◆ **WHAT THE EXERCISE ASKS**
Rewrite all the items below, changing every "locate" to "find" and keeping everything else the same. Leave the pictures out.
═══ INFORMATION GIVEN ═══
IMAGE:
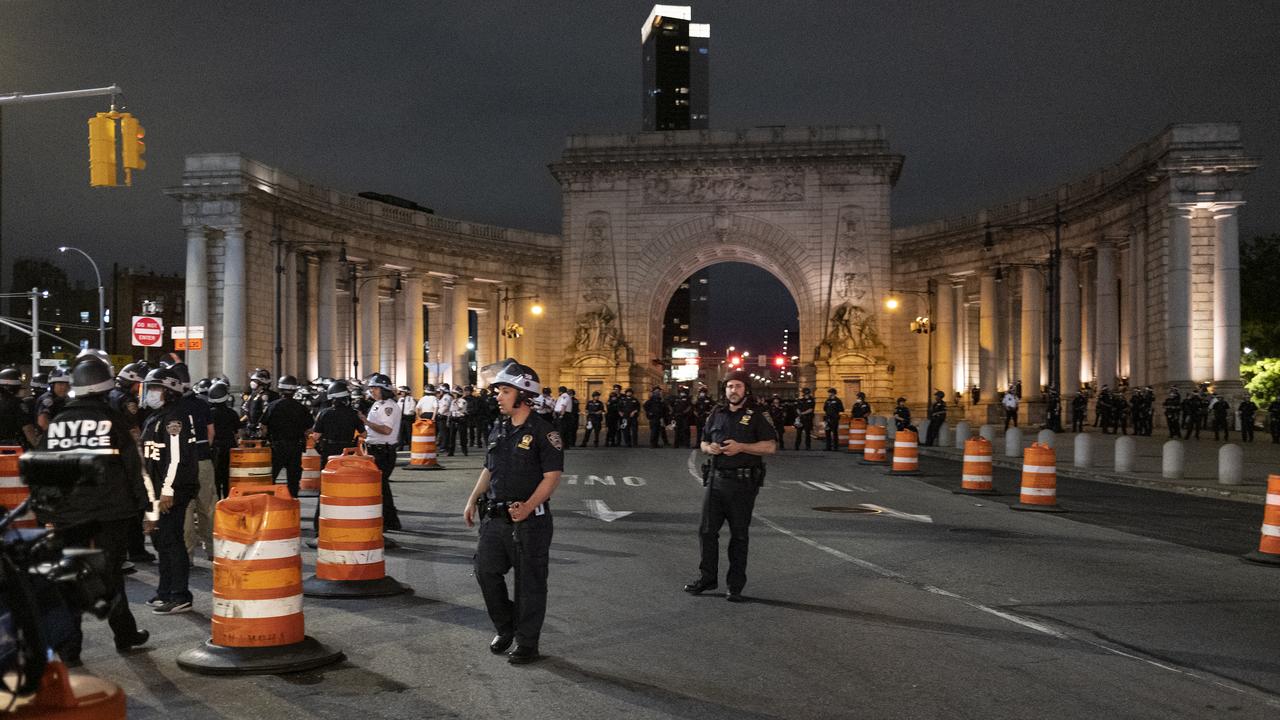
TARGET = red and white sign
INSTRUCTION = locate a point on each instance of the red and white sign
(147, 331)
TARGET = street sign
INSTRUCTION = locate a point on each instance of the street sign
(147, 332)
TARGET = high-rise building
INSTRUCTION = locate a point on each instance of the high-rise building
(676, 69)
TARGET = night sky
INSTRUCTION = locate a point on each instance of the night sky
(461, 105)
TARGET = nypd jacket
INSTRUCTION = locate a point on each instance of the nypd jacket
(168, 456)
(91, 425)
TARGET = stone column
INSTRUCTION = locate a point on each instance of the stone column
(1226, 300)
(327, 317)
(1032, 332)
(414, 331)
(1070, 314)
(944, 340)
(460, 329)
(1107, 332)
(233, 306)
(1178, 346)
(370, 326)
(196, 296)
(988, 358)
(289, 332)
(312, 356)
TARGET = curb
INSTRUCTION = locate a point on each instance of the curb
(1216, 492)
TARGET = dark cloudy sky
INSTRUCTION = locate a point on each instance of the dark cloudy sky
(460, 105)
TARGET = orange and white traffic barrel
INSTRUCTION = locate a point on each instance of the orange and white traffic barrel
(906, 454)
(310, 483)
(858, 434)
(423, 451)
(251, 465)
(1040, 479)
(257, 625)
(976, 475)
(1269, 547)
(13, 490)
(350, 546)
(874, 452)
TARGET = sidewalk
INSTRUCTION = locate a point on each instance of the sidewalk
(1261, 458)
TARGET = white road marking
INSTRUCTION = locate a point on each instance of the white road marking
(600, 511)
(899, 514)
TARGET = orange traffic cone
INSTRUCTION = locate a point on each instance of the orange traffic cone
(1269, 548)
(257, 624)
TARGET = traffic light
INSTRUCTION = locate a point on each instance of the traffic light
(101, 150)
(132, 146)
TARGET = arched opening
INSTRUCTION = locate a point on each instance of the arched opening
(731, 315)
═══
◆ **ANSWER FOR THE TASK**
IMAGE:
TARGET = red and white sign
INSTRUCTION = find a point on each instance of the red and white sign
(147, 331)
TARGET = street sign
INSTRUCTION = find a point on each instance of the street sign
(147, 332)
TARGET = high-rise building
INSTRUCTION = find a point on each instance of the high-rise building
(676, 69)
TARGET = night sky
INSTRUCTION = find a point on each instance of the night sky
(461, 105)
TARGET = nypd jacket
INSTRUCTION = find a point on each instance of the nypd jacket
(168, 456)
(91, 425)
TARGET = stone column
INSTRUCTION = find a point on each instance of the stone column
(1226, 300)
(327, 317)
(1032, 332)
(414, 331)
(1070, 314)
(944, 340)
(460, 329)
(1107, 332)
(233, 306)
(1178, 346)
(370, 326)
(196, 296)
(988, 358)
(289, 332)
(312, 356)
TARGET = curb
INSTRUCTION = find a point on each instance of the curb
(1216, 492)
TARGET = dark cloudy sky
INSTRUCTION = find a point on each instance of the dark cloudy sky
(460, 105)
TARGET = orange and white traffic barrel
INSTRUCTION = find a point on each instance of the orange and white traffic barrel
(906, 454)
(310, 483)
(858, 434)
(423, 451)
(251, 465)
(1040, 479)
(257, 625)
(976, 475)
(1269, 547)
(13, 490)
(350, 546)
(874, 452)
TARGET = sidewalk
INSTRUCTION = find a point on each instance of the sidewalk
(1261, 458)
TARGET = white road marking
INSTRUCTION = find a point on each instance of the white road marking
(600, 511)
(899, 514)
TARGET = orange traffic cone
INSTRUCTION = find a point on each instance of the orange traffic cone
(1269, 548)
(257, 624)
TARGET = traffic light
INSTRUCTION = find a point on each instance of the traffic light
(101, 150)
(132, 146)
TARGET = arched opening
INSTRUCTION = find a point on each instance of the arched opening
(731, 315)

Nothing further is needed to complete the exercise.